**** Verilen metin ****
Deloitte’un 44 ülkede 23.482 katılımcıyla gerçekleştirdiği “2025 Z (Gen Z) ve Y (Milenyum) Kuşağı Anketi, genç çalışan nesillerin kariyer beklentileri, değer yargıları ve işyerindeki mutluluk anlayışlarını gösterdi. Y kuşağı 1983–1994 arasında doğan nesli kapsarken, Gen Z ya da Z Kuşağı da 1995–2006 doğumluları kapsıyor.
Bu iki kuşak 2030 itibarıyla küresel iş gücünün yüzde 74’ünü oluşturacak ve iş dünyasının dönüşümünde belirleyici olacak.
Kariyer sadece yöneticilik değil
Z ve Y kuşakları için kariyer başarısı, geleneksel anlamda yöneticilik pozisyonlarına ulaşmakla direkt ilgili olmuyor. Öğrenme, gelişme ve anlamlı işler yapmak kariyer tanımlarında önde geliyor. Z Kuşağının sadece yüzde 6’sı liderlik pozisyonlarına ulaşmayı kariyer hedefi olarak görürken, bu durum da hırs eksikliğinden değil, iş-yaşam dengesi, beceri gelişimi ve iş tatmininden kaynaklanıyor.
**** Çıkarılan kayıtlar ****
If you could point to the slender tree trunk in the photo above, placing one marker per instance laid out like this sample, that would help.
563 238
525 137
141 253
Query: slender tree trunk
****
● **Yazılı görevler**
#1 Kuşak anketiyle ilgili metinde "Deloitte’un 44 ülkede" sözlerini içeren yerle başlayıp "dönüşümünde belirleyici olacak." ile biten kısmı birebir çoğaltın.
#2 Z ve Y kuşağı anketini anlatan metni kaldığı yerden alıp sürdürün.
Kayıtlara burada ihtiyaç yok.

● **Sonuçlar**
#1
Deloitte’un 44 ülkede 23.482 katılımcıyla gerçekleştirdiği “2025 Z (Gen Z) ve Y (Milenyum) Kuşağı Anketi, genç çalışan nesillerin kariyer beklentileri, değer yargıları ve işyerindeki mutluluk anlayışlarını gösterdi. Y kuşağı 1983–1994 arasında doğan nesli kapsarken, Gen Z ya da Z Kuşağı da 1995–2006 doğumluları kapsıyor.
Bu iki kuşak 2030 itibarıyla küresel iş gücünün yüzde 74’ünü oluşturacak ve iş dünyasının dönüşümünde belirleyici olacak.

#2
Katılımcıların çoğu haftada en az bir kez kariyerlerini geliştirecek beceriler üzerinde çalıştığını belirtiyor.
Yöneticilerden beklentiler
Genç çalışanlar, yöneticilerinin ilham verici olmasını beklerken, mentorluk yapan, destekleyici ve sınır koymayı bilen liderler olmasını bekliyor. Deneyimler ise tam aksi şekilde yöneticilerin çoğunlukla yalnızca günlük iş takibiyle ilgilendiğini ortaya koyuyor. Bu durum da mentorluk açığı ve çalışan bağlılığında eksiklik oluşturuyor.
Yapay zeka hem yardımcı hem endişe kaynağı Katılımcıların yarısından fazlası yapay zekâ araçlarını işlerinde aktif olarak kullanıyor. Teknoloji, içerik üretimi, proje yönetimi ve veri analizi gibi birçok alanda fayda sağlıyor ancak iş kaybı ve temel seviyedeki pozisyonların da yok olması gibi endişeler yaratıyor.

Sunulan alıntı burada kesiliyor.